** start of DATA LINES **

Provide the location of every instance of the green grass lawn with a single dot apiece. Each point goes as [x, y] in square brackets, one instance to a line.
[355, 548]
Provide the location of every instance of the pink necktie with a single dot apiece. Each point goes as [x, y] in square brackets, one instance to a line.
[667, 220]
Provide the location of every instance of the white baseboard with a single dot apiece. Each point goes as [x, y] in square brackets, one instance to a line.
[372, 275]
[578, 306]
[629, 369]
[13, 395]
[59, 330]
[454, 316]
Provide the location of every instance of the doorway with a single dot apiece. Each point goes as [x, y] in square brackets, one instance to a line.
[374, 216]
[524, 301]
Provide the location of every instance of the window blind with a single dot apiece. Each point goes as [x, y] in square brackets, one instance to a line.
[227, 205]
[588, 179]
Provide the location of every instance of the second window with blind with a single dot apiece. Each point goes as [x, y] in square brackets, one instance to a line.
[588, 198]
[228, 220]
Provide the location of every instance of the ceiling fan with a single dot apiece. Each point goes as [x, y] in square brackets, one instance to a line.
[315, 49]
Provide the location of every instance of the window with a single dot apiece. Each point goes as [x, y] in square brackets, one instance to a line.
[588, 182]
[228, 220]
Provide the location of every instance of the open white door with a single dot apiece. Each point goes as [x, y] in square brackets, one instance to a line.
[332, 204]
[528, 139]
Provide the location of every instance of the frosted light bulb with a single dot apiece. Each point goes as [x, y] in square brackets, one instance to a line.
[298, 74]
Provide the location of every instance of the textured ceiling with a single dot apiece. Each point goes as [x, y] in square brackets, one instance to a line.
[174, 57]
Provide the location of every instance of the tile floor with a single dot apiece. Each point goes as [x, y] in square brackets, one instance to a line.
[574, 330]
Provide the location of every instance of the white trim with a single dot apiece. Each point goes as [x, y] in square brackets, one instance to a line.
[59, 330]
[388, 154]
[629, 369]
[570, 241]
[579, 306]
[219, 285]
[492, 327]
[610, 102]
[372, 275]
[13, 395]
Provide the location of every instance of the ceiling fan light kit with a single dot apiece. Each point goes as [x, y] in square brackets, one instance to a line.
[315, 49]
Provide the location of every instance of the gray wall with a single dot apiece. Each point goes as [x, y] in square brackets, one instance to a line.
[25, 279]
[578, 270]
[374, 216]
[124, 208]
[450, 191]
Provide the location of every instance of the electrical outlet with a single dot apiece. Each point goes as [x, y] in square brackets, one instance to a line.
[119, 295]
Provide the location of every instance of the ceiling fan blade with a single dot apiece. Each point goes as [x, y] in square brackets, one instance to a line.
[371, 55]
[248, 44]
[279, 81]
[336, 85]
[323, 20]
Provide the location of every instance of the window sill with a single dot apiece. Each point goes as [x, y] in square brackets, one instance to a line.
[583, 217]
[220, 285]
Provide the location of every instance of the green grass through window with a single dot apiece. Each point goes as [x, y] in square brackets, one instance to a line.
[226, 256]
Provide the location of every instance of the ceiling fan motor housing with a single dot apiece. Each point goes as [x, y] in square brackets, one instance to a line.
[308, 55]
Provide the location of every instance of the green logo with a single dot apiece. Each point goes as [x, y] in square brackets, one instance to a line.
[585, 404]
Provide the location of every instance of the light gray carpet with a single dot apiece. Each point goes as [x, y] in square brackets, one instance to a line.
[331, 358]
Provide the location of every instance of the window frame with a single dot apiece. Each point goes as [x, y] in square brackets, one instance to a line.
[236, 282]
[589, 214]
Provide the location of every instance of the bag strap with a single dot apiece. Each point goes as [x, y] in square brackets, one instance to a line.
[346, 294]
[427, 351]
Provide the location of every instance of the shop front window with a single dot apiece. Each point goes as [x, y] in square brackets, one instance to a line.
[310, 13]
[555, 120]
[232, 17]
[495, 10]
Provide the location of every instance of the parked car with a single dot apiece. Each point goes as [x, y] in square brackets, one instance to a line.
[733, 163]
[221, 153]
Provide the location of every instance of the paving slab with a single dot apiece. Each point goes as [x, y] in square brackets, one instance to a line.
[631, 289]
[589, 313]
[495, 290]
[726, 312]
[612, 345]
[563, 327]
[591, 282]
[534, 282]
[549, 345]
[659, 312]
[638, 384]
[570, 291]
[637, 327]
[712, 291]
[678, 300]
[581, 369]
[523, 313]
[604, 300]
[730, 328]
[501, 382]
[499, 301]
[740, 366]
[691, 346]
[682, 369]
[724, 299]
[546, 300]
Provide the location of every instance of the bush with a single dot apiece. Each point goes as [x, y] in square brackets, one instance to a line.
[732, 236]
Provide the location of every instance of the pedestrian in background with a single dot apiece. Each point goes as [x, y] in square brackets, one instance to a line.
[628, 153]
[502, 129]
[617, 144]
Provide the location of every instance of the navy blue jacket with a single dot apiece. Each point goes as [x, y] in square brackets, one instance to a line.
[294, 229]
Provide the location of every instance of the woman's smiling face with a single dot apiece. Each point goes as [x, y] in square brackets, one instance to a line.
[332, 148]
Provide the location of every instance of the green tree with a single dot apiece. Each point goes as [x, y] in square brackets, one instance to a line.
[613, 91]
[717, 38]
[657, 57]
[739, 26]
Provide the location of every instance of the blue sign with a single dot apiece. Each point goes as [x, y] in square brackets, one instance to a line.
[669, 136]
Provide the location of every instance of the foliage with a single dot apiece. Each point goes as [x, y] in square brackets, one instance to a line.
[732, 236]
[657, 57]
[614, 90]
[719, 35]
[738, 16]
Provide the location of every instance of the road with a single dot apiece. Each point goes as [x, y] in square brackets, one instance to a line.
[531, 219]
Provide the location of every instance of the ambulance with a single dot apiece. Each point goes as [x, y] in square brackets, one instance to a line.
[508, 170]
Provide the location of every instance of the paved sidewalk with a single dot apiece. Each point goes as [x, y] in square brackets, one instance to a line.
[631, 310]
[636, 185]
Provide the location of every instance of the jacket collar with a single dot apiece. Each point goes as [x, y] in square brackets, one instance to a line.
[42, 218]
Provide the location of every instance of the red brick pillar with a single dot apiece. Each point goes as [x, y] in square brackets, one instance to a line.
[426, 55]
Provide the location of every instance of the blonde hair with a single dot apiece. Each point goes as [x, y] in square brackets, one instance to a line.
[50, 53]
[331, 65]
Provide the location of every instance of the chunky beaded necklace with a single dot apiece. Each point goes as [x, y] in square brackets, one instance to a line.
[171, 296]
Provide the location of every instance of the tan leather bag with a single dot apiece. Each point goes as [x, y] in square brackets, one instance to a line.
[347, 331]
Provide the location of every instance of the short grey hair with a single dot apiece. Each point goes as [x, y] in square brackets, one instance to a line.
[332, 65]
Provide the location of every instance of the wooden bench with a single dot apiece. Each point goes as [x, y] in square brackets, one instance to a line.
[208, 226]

** end of DATA LINES **

Reproduce all of the material above word for word, leaving nothing out and changing nothing.

Provide the location of every instance of the green grass lawn with a single dot apiece. Each point goes as [x, y] in square brackets, one instance to a line.
[355, 548]
Provide the location of every instance of the pink necktie with a single dot apiece. Each point goes as [x, y] in square brackets, one instance to a line.
[667, 220]
Provide the location of every instance of the white baseboard with a single dot apiece. Each point goes as [x, y] in square brackets, one instance to a line.
[372, 275]
[578, 306]
[629, 369]
[13, 395]
[59, 330]
[454, 316]
Provide the location of every instance of the doorway with a single dot apiece. Each point goes as [x, y] in square brackets, one instance to a line.
[374, 216]
[524, 301]
Provide the location of every instance of the window blind with a single dot apiece. Each point goes as [x, y] in square brackets, one instance to a line.
[227, 205]
[588, 179]
Provide the location of every instance of the second window with blind with a single dot apiece. Each point goes as [x, y] in square brackets, one instance to a line.
[588, 198]
[228, 220]
Provide the location of every instance of the ceiling fan with a single dot apiece. Each point goes as [x, y] in square brackets, one instance to a line.
[315, 49]
Provide the location of every instance of the window with a single dot apiece. Each point goes as [x, y] in square brackets, one instance to a line.
[588, 182]
[228, 220]
Provide the location of every instance of the open white door with a single dot apiece. Each point goes as [x, y] in square brackets, one instance to a line.
[332, 204]
[528, 139]
Provide the location of every instance of the frosted light bulb with a single dot apiece. Each point goes as [x, y] in square brackets, one instance to a line.
[298, 74]
Provide the location of every instance of the textured ceiling with a single dot apiece. Each point goes as [x, y] in square brackets, one instance to a line.
[174, 57]
Provide the location of every instance of the tile floor with a single dot apiece. Each point goes as [x, y] in square brackets, one instance to a line.
[574, 330]
Provide the location of every instance of the white trim with a single dot apiece. Each point goes as [x, y] in square brackets, one instance to a line.
[59, 330]
[388, 154]
[629, 369]
[570, 241]
[579, 306]
[219, 285]
[492, 327]
[610, 102]
[372, 275]
[13, 395]
Provide the location of every instance of the ceiling fan light kit with a single dot apiece. Each point goes as [x, y] in square brackets, one instance to a line.
[315, 49]
Provide the location of every instance of the gray wall with a single dot apiece. Each point goes as [x, y] in square brackets, one instance to a line.
[25, 279]
[578, 270]
[374, 216]
[124, 208]
[450, 191]
Provide the location of every instance of the electrical outlet with a single dot apiece. Each point goes as [x, y] in square brackets, one instance to a line.
[119, 295]
Provide the location of every instance of the ceiling fan blade with a single dot apiece. Each point goes as [x, y] in square brackets, one instance to a line.
[371, 55]
[248, 44]
[279, 81]
[336, 85]
[323, 20]
Provide the location of every instance of the window sill with a single dot apiece. Each point goes as [x, y] in square brackets, one instance to a line.
[583, 217]
[220, 285]
Provide the location of every instance of the green grass through window with a single dot apiece. Each point goes as [x, y] in square brackets, one instance to a line.
[226, 256]
Provide the location of every instance of the ceiling fan motor housing with a single dot apiece. Each point goes as [x, y] in square brackets, one instance to a line.
[308, 55]
Provide the location of every instance of the green logo with a single dot apiece. Each point goes as [x, y] in square brackets, one instance to a line.
[585, 404]
Provide the location of every instance of the light gray carpet with a single dot apiece. Each point goes as [x, y] in square brackets, one instance to a line.
[331, 358]
Provide the location of every instance of the window frame with a single dot apiece. Each point goes as [x, y] in square brackets, one instance to a line.
[236, 282]
[589, 214]
Provide the location of every instance of the bag strap with a single dot apiece. Each point goes as [x, y] in square brackets, one instance to a line.
[346, 294]
[427, 351]
Provide the location of every instance of the shop front window with a single dot apiece. Each point goes as [x, y] in square brackets, one instance to a line.
[310, 13]
[555, 120]
[232, 17]
[495, 10]
Provide the location of every instance of the parked car with a single dot apiece. Each point goes as [x, y] in square brackets, one instance to a line.
[733, 163]
[221, 153]
Provide the location of every instance of the paving slab with a single dot apiece. Each point goes as [x, y] in square brackets, one instance to a line.
[631, 289]
[589, 313]
[495, 290]
[726, 312]
[612, 345]
[563, 327]
[591, 282]
[534, 282]
[549, 345]
[659, 312]
[638, 384]
[570, 291]
[637, 327]
[712, 291]
[678, 300]
[581, 369]
[523, 313]
[604, 300]
[730, 328]
[501, 382]
[499, 301]
[740, 366]
[691, 346]
[682, 369]
[724, 299]
[546, 300]
Provide the location of every instance of the bush with a single dot apiece. Each point goes as [x, y] in square brackets, one instance to a line.
[732, 236]
Provide the location of every instance of the pedestrian in background with a single dot apiece. Each point goes as [x, y] in square brackets, one instance to a line.
[628, 153]
[502, 129]
[617, 144]
Provide the location of every instance of the navy blue jacket with a single dot apiece. Each point goes as [x, y] in square brackets, one instance to a line.
[294, 229]
Provide the location of every instance of the woman's smiling face with a single dot apiece. Each point goes as [x, y] in square brackets, one instance to a line.
[332, 148]
Provide the location of every instance of the green tree with a single dot apiece. Each point goes as [x, y] in square brackets, one instance to a line.
[613, 91]
[717, 38]
[657, 57]
[739, 26]
Provide the location of every instance of the blue sign with a single dot apiece. Each point goes as [x, y] in square brackets, one instance to a line.
[669, 136]
Provide the location of every instance of the foliage with a single dot apiece. Each point goes as [x, y] in square brackets, one instance to a line.
[732, 236]
[657, 57]
[614, 90]
[719, 35]
[738, 16]
Provide the location of every instance of the road with a single dot apiece. Each point goes as [x, y] in square brackets, one instance to a line.
[531, 219]
Provide the location of every instance of the ambulance with a single dot apiece. Each point goes as [x, y] in square brackets, one instance to a line.
[508, 170]
Provide the location of every instance of the paved sidewalk with a single dot apiece. Each point goes as [x, y] in square brackets, one instance to a line.
[631, 310]
[636, 185]
Provide the location of every instance of the jacket collar with a single dot apiece. Each point goes as [x, y] in square brackets, one instance to a line.
[42, 218]
Provide the location of every instance of the red brick pillar with a single dot apiece. Each point goes as [x, y] in square brackets, one instance to a line.
[426, 55]
Provide the location of every instance of the blonde hair with a single dot apiece. Each point goes as [x, y] in square brackets, one instance to a line.
[50, 53]
[331, 65]
Provide the location of every instance of the chunky beaded necklace with a single dot apiece. Each point goes as [x, y] in square brackets, one instance to a line.
[171, 296]
Provide the location of every instance of the tan leather bag with a single dot apiece. Each point goes as [x, y] in square brackets, one instance to a line.
[347, 331]
Provide the location of every instance of the short grey hair with a single dot apiece. Each point goes as [x, y] in square brackets, one instance to a line.
[332, 65]
Provide the location of every instance of the wooden bench with a single dot apiece. Each point goes as [x, y] in square brackets, one instance to a line.
[208, 226]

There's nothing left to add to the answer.